WORK TASK: Find every line in the entries that holds the string "target" and report it.

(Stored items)
────────────────────────────────────────

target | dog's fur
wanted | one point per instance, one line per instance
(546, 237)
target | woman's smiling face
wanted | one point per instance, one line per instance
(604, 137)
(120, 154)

────────────────────────────────────────

ANSWER TO THIS EXERCISE:
target | dog's fur
target | woman's smiling face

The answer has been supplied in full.